▶ [What is expected] What lines of the material below include the string "drum"? Copy all of them.

▶ [Data]
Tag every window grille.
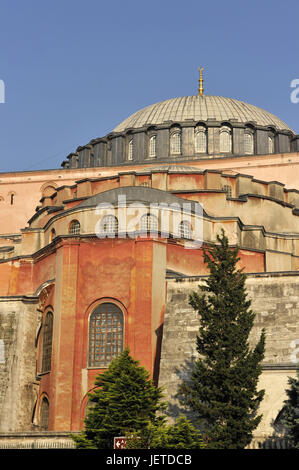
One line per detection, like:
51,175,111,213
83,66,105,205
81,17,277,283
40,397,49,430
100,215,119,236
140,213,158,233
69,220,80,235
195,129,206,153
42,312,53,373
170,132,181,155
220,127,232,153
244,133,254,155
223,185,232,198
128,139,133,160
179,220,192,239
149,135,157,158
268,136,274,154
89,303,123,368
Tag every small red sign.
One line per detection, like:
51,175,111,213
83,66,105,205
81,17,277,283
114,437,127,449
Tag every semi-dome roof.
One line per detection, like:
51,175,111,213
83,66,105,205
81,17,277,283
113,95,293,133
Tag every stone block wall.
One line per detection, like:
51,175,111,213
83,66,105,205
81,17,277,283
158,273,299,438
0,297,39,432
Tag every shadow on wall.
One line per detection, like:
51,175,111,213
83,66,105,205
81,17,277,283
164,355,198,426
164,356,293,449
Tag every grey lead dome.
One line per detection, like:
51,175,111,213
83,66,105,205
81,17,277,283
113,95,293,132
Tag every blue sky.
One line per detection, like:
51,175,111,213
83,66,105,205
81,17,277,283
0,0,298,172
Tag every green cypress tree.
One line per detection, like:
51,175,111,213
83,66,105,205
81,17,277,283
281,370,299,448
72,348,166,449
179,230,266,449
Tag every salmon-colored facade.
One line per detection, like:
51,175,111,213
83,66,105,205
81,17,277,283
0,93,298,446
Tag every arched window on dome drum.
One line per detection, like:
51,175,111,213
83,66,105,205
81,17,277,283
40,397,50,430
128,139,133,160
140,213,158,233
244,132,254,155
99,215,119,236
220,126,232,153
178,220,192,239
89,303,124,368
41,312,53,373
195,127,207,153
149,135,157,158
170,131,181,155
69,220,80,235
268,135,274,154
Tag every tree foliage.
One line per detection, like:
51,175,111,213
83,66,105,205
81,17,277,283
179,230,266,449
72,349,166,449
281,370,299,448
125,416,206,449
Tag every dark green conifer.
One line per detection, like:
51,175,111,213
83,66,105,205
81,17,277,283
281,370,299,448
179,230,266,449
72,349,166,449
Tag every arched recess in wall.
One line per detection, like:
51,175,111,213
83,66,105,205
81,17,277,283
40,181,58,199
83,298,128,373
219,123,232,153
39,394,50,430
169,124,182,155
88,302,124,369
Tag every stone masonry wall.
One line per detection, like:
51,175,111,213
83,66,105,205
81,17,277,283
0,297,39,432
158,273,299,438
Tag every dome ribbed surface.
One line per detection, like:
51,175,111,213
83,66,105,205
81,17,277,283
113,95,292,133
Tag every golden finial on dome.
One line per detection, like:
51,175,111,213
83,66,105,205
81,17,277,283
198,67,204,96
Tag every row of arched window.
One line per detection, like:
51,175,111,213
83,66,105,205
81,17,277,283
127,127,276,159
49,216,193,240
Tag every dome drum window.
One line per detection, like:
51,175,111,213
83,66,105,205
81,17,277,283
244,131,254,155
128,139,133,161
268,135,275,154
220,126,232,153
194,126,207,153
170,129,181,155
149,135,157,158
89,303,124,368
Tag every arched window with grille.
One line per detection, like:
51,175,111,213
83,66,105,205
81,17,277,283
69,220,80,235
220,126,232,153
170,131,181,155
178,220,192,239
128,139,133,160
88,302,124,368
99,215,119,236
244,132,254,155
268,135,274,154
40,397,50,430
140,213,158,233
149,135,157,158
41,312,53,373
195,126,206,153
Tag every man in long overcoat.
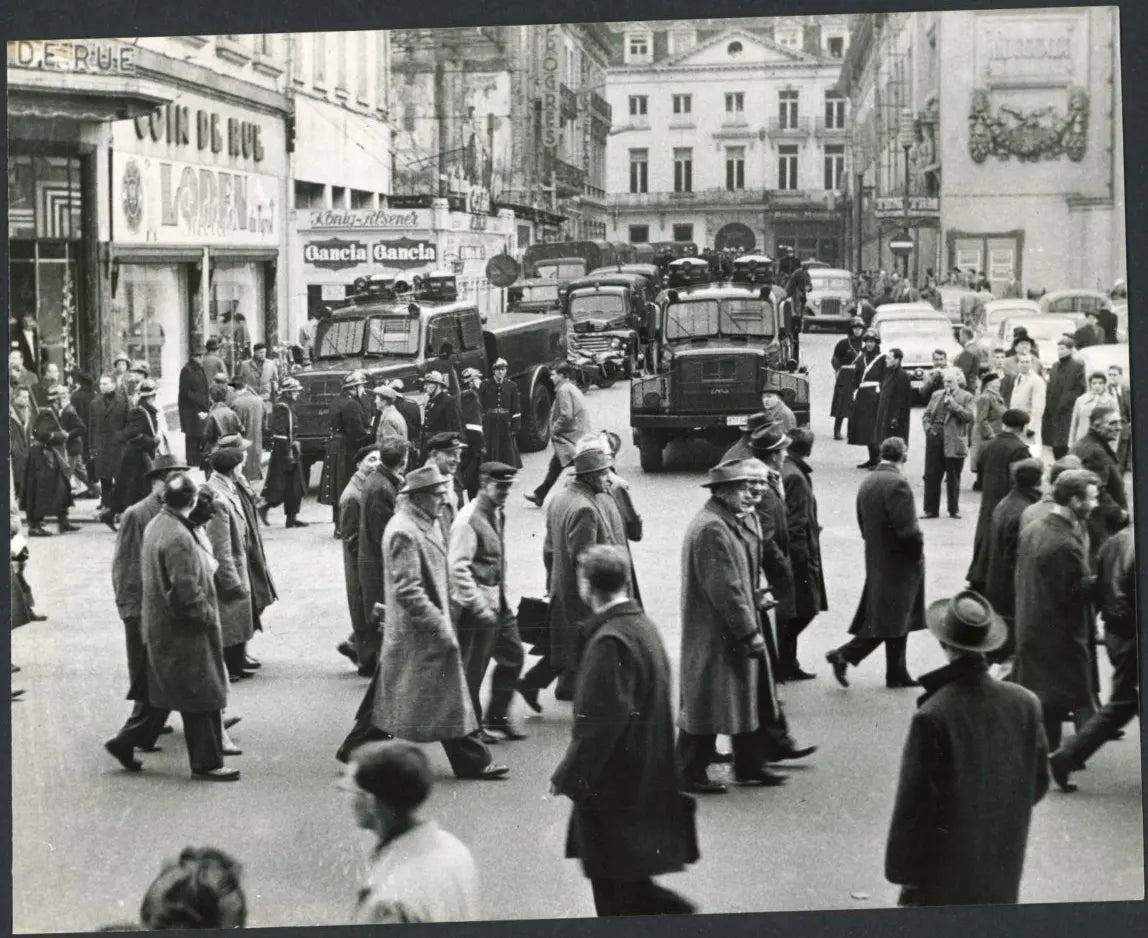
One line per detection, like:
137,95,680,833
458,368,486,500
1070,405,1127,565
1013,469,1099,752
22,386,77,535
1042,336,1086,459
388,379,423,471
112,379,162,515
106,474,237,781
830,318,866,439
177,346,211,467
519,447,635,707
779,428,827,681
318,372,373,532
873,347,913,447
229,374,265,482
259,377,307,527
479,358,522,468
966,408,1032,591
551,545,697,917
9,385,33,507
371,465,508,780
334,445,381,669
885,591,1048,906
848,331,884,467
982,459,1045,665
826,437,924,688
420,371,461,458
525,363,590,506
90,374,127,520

▶ [Answer section]
Tag every arched window on dome drum.
Tag every dome drum window.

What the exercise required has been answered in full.